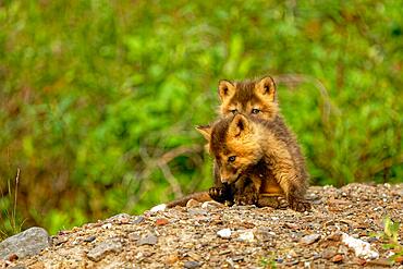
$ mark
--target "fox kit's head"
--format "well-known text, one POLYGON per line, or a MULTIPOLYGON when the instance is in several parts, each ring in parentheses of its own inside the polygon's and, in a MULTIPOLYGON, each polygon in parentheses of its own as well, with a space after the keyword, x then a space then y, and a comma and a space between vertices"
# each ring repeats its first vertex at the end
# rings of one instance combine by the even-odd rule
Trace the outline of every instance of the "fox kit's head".
POLYGON ((252 82, 221 81, 218 94, 221 115, 243 113, 270 121, 278 114, 276 84, 270 76, 252 82))
POLYGON ((209 152, 216 158, 222 183, 236 182, 243 172, 262 158, 256 126, 243 114, 237 113, 197 130, 208 140, 209 152))

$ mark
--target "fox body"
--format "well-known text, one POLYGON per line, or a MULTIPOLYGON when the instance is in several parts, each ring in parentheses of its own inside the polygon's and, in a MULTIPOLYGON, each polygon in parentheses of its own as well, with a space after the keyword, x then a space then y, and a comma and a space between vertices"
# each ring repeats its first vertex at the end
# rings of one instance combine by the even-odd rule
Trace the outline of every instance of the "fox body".
MULTIPOLYGON (((283 158, 283 160, 288 162, 286 166, 289 167, 289 170, 283 170, 282 176, 280 176, 280 171, 276 171, 278 170, 278 166, 276 166, 276 163, 271 164, 272 171, 270 171, 265 169, 265 166, 261 164, 260 161, 259 166, 254 167, 253 172, 247 171, 251 172, 249 174, 252 176, 248 176, 244 173, 243 179, 248 179, 246 180, 246 182, 252 180, 257 183, 255 184, 255 186, 257 187, 255 191, 258 192, 258 194, 272 196, 284 195, 290 201, 295 200, 293 199, 293 197, 303 197, 307 188, 308 173, 306 171, 305 160, 301 152, 298 144, 296 143, 295 136, 286 127, 280 114, 274 81, 270 76, 264 77, 258 81, 221 81, 219 83, 218 93, 221 100, 221 106, 219 108, 219 114, 221 115, 221 118, 242 113, 244 117, 248 118, 247 121, 252 121, 255 125, 260 126, 258 133, 259 136, 264 138, 260 139, 262 147, 259 148, 259 146, 256 147, 255 145, 255 149, 253 147, 248 148, 248 145, 252 144, 252 140, 247 142, 248 138, 246 138, 247 143, 245 143, 245 146, 240 145, 240 148, 244 148, 246 151, 249 150, 249 152, 258 152, 258 155, 255 156, 255 158, 258 159, 264 147, 268 146, 265 144, 269 143, 271 150, 274 151, 274 155, 278 159, 288 156, 286 158, 283 158), (295 174, 295 176, 293 176, 293 174, 295 174), (264 179, 262 182, 265 184, 260 184, 260 187, 258 184, 259 179, 257 178, 264 179), (282 180, 280 180, 279 178, 281 178, 282 180)), ((225 129, 225 123, 219 122, 216 123, 216 129, 225 129)), ((208 126, 207 129, 200 127, 199 132, 205 133, 205 137, 207 139, 210 139, 208 126)), ((220 139, 222 139, 223 136, 218 135, 217 137, 221 137, 220 139)), ((220 144, 222 144, 222 142, 216 140, 216 145, 218 146, 218 148, 220 144)), ((218 158, 216 158, 213 169, 215 185, 218 188, 227 187, 229 176, 225 173, 231 173, 231 170, 222 170, 222 167, 220 169, 220 163, 218 162, 219 160, 218 158)), ((241 182, 244 181, 245 180, 241 182)), ((236 187, 235 189, 237 189, 237 192, 242 192, 242 189, 239 189, 236 187)), ((245 194, 247 193, 248 192, 245 192, 245 194)), ((295 203, 292 203, 291 206, 295 208, 297 205, 295 203)))
POLYGON ((239 136, 233 142, 227 142, 229 136, 224 134, 230 133, 228 119, 216 122, 213 126, 197 127, 210 142, 210 149, 213 148, 217 152, 222 147, 223 152, 216 156, 213 164, 215 187, 211 187, 209 193, 196 193, 172 201, 170 207, 185 205, 190 198, 204 201, 211 197, 229 204, 281 208, 288 206, 288 201, 282 199, 286 197, 292 208, 300 207, 302 210, 304 204, 298 205, 295 201, 305 194, 308 174, 296 139, 279 112, 274 81, 269 76, 258 81, 221 81, 218 93, 221 101, 219 115, 232 119, 232 115, 242 113, 244 122, 252 122, 254 125, 254 135, 246 135, 243 131, 245 135, 242 140, 239 136), (234 155, 235 160, 237 163, 245 163, 245 167, 234 169, 225 164, 223 158, 231 157, 227 156, 227 144, 240 150, 239 156, 234 155), (271 157, 262 158, 265 155, 271 157), (246 156, 248 158, 245 158, 246 156))
POLYGON ((235 203, 243 198, 259 205, 265 195, 284 195, 293 209, 307 209, 307 175, 290 150, 292 136, 278 121, 235 113, 199 131, 209 142, 221 184, 241 192, 235 192, 235 203))

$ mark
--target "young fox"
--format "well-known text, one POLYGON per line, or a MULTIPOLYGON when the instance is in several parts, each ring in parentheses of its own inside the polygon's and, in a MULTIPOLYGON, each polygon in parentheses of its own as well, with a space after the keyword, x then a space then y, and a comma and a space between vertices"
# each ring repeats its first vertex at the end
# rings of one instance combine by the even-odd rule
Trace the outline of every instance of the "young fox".
MULTIPOLYGON (((306 189, 308 175, 305 169, 304 158, 301 154, 298 145, 293 136, 293 134, 285 126, 280 113, 279 107, 276 98, 276 84, 271 77, 264 77, 259 81, 247 81, 247 82, 229 82, 221 81, 219 83, 218 89, 221 106, 219 109, 219 114, 221 117, 228 117, 231 114, 243 113, 252 118, 253 120, 260 120, 265 123, 271 122, 271 125, 274 126, 278 134, 279 140, 283 144, 286 144, 286 150, 292 156, 294 169, 296 173, 300 174, 302 179, 302 184, 297 185, 298 193, 303 195, 306 189)), ((266 124, 264 124, 266 125, 266 124)), ((272 126, 266 126, 270 129, 272 126)), ((200 133, 208 133, 209 126, 198 127, 200 133)), ((267 132, 270 132, 268 130, 267 132)), ((256 168, 258 168, 257 166, 256 168)), ((255 169, 256 169, 255 168, 255 169)), ((264 169, 265 170, 265 169, 264 169)), ((221 181, 220 173, 218 171, 217 161, 215 162, 215 186, 210 188, 209 196, 216 200, 233 200, 240 204, 251 204, 251 200, 256 199, 256 193, 252 194, 251 184, 247 176, 244 176, 244 180, 237 181, 236 184, 223 184, 221 181), (241 195, 243 194, 243 195, 241 195), (251 197, 255 196, 255 197, 251 197)), ((266 170, 265 170, 266 171, 266 170)), ((261 174, 261 173, 260 173, 261 174)), ((273 179, 272 174, 265 175, 273 179)), ((271 207, 284 207, 285 204, 281 200, 281 196, 284 195, 282 192, 279 192, 279 183, 276 180, 271 182, 270 188, 266 196, 278 196, 279 203, 276 199, 261 197, 258 199, 258 205, 260 206, 271 206, 271 207)), ((284 183, 283 183, 284 184, 284 183)), ((286 195, 286 193, 285 193, 286 195)), ((207 199, 207 192, 193 194, 191 196, 184 197, 181 200, 171 203, 171 206, 183 205, 190 198, 195 198, 198 200, 207 199)), ((170 205, 170 204, 169 204, 170 205)), ((295 203, 291 205, 294 209, 296 207, 295 203)))
POLYGON ((215 172, 222 183, 218 191, 228 193, 227 186, 234 186, 235 203, 244 199, 245 204, 265 206, 266 195, 284 195, 291 208, 309 208, 303 200, 307 175, 290 150, 288 142, 293 137, 278 121, 235 113, 199 132, 215 157, 215 172))

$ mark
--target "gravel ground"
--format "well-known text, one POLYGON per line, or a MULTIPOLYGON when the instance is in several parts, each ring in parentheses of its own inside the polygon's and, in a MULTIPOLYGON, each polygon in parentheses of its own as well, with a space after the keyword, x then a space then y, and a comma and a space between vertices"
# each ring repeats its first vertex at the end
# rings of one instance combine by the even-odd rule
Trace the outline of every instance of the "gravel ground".
POLYGON ((303 213, 217 203, 122 213, 61 231, 39 255, 0 267, 403 268, 402 256, 390 261, 393 250, 380 236, 387 216, 403 223, 403 184, 314 186, 307 198, 313 210, 303 213), (346 240, 370 247, 355 253, 346 240))

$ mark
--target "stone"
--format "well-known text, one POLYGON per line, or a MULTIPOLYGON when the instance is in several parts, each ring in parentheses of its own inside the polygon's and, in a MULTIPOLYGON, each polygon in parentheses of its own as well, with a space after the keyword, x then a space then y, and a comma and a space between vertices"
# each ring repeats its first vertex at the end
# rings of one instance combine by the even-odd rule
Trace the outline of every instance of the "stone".
POLYGON ((192 269, 200 267, 200 262, 194 260, 187 260, 183 264, 184 268, 192 269))
POLYGON ((305 245, 310 245, 315 242, 317 242, 320 239, 320 234, 314 233, 309 235, 305 235, 304 237, 301 239, 301 243, 305 245))
POLYGON ((93 261, 101 260, 109 253, 119 253, 122 250, 122 243, 117 239, 103 241, 96 245, 93 249, 87 253, 88 259, 93 261))
POLYGON ((164 211, 167 209, 167 205, 166 204, 161 204, 161 205, 158 205, 158 206, 155 206, 150 209, 151 212, 158 212, 158 211, 164 211))
POLYGON ((339 264, 339 262, 343 261, 343 255, 341 255, 341 254, 334 255, 333 258, 331 259, 331 261, 333 261, 334 264, 339 264))
POLYGON ((166 225, 168 223, 169 223, 169 221, 167 219, 163 219, 163 218, 156 220, 156 225, 157 227, 162 227, 162 225, 166 225))
POLYGON ((88 237, 84 239, 83 241, 84 241, 84 242, 88 242, 88 243, 90 243, 90 242, 95 241, 95 239, 96 239, 96 236, 95 236, 95 235, 90 235, 90 236, 88 236, 88 237))
POLYGON ((190 199, 187 203, 186 203, 186 207, 197 207, 199 206, 200 203, 198 200, 195 200, 195 199, 190 199))
POLYGON ((137 244, 141 246, 142 245, 155 245, 157 244, 157 242, 158 242, 157 236, 150 233, 150 234, 145 235, 141 240, 138 240, 137 244))
POLYGON ((253 242, 255 240, 255 235, 253 231, 251 230, 245 230, 245 231, 240 231, 239 237, 240 241, 244 242, 253 242))
POLYGON ((212 208, 221 208, 221 207, 225 207, 225 206, 215 200, 208 200, 202 204, 202 208, 204 209, 212 209, 212 208))
POLYGON ((143 216, 138 216, 134 221, 133 221, 133 224, 139 224, 144 221, 144 217, 143 216))
POLYGON ((220 231, 217 232, 218 236, 222 237, 222 239, 229 239, 231 237, 231 229, 222 229, 220 231))
POLYGON ((33 227, 22 233, 15 234, 0 243, 0 258, 7 259, 15 254, 19 258, 39 254, 51 245, 48 232, 39 227, 33 227))

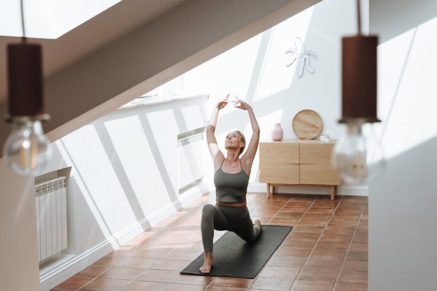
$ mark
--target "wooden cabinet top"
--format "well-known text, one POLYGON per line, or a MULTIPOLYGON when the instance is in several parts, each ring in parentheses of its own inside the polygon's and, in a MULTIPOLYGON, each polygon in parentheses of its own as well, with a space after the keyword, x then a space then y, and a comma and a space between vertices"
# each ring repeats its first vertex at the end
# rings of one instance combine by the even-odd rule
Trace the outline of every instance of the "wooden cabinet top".
POLYGON ((329 143, 322 142, 319 140, 302 140, 298 139, 285 138, 282 141, 276 142, 271 140, 265 140, 261 141, 260 143, 266 144, 335 144, 337 142, 336 140, 331 140, 329 143))

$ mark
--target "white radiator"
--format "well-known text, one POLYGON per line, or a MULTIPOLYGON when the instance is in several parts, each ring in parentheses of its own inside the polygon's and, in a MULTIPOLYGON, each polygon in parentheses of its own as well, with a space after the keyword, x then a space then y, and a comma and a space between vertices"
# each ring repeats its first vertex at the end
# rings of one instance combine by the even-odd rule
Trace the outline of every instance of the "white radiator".
POLYGON ((38 253, 41 262, 67 247, 65 177, 37 183, 35 194, 38 253))
POLYGON ((203 133, 178 140, 179 189, 203 177, 203 133))

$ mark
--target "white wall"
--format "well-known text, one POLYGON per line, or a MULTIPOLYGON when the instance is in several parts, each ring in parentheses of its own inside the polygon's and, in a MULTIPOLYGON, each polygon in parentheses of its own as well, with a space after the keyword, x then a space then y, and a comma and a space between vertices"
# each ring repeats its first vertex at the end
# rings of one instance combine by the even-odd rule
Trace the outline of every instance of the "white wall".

※ ※ ※

= TASK OBJECTIVE =
Please rewrite the data from the beginning up to and including the line with "POLYGON ((209 152, 216", changing "fox kit's head" to "fox cub's head" and keeping everything else the same. Omit the pictures.

= SOLUTION FOR THIS TASK =
$ mark
--target "fox cub's head"
--format "well-known text, one POLYGON per line, or a MULTIPOLYGON when the instance is in several parts, each ring in parentheses of its own inside the polygon's and, in a MULTIPOLYGON, each polygon in parentheses of its own as well, with a space after the keyword, x then a space then y, and a comma and a space between vertices"
# each ring repeats its first vertex at the end
# rings of one instance combine by the even-odd rule
Trace the outline of every instance of the "fox cub's head".
POLYGON ((252 82, 221 81, 218 94, 221 115, 243 113, 270 121, 278 114, 276 84, 270 76, 252 82))
POLYGON ((209 152, 216 158, 222 183, 236 182, 243 172, 262 158, 256 126, 243 114, 237 113, 197 130, 208 140, 209 152))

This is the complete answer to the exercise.